§ SET EXERCISE: Update the material below so that every "fence post" reads "fence pole", keeping all other text the same.

§ RECORD EXCERPTS:
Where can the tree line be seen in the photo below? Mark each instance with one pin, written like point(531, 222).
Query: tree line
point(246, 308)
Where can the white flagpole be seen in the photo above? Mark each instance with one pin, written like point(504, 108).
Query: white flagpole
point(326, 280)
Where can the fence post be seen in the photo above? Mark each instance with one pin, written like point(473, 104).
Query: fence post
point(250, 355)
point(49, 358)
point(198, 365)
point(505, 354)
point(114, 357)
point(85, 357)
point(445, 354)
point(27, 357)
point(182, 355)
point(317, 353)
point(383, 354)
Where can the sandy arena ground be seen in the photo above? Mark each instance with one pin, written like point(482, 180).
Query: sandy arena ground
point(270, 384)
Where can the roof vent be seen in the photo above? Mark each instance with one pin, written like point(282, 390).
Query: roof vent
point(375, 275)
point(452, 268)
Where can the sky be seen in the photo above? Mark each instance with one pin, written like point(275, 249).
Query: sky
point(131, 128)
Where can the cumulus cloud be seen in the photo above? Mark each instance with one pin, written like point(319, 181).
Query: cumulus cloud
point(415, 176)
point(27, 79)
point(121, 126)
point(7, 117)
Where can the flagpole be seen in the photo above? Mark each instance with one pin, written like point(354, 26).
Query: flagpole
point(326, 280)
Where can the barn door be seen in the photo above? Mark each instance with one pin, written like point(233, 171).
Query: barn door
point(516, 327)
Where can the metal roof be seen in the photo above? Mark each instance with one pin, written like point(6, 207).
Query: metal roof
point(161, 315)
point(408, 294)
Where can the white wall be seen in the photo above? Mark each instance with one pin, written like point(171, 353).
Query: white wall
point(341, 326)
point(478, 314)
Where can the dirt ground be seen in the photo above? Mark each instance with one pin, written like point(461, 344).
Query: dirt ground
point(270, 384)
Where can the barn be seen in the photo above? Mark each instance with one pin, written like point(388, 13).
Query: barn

§ RESPONSE:
Where can the tree line be seen in the photo below? Mark each instance with one pin, written like point(531, 222).
Query: tree line
point(246, 308)
Where can the white flagpole be seen in the photo above? Mark each instance with one pin, written like point(504, 108).
Query: white flagpole
point(326, 280)
Where can the fence pole be seen in the photo above? Mark each instance with one pin, written like point(473, 104).
Query: fence pole
point(250, 355)
point(49, 358)
point(198, 365)
point(505, 354)
point(114, 357)
point(85, 357)
point(445, 354)
point(27, 357)
point(182, 355)
point(317, 353)
point(383, 354)
Where can the sandy arena ground be seen in the photo above? Mark each instance with one pin, written like point(482, 180).
Query: sandy arena ground
point(270, 384)
Where can the roof vent be seen in the photo above? Mark each instance with one pin, written like point(282, 390).
Query: roof vent
point(375, 275)
point(452, 268)
Where can the sky be seen in the photo above? Mark each instance with one pin, written like point(275, 249).
Query: sky
point(131, 128)
Where can the cumulus cloud be seen in the photo above? Mark each instance with one pin, written like point(319, 181).
Query: cumulus cloud
point(415, 176)
point(27, 79)
point(121, 126)
point(7, 117)
Where can the flagpole be seen in the photo above? Mark each instance with one pin, written like point(354, 26).
Query: flagpole
point(326, 280)
Where can the barn door be seen in the photo above? Mark each instance with one pin, written like point(233, 171).
Query: barn door
point(516, 327)
Where can the metal roof be seen in the photo above? Mark each instance with one pin, written like point(6, 207).
Query: metal roof
point(161, 315)
point(408, 294)
Where can the white wall be seen in the photo above? Mark each instance with one pin, written like point(171, 353).
Query: white wall
point(341, 326)
point(478, 314)
Where can the dirt ground be seen in the photo above? Mark each instance with one pin, written like point(461, 344).
Query: dirt ground
point(270, 384)
Where can the barn be seen in the photo above? Mark each instance with one pin, written like point(388, 13).
Query: barn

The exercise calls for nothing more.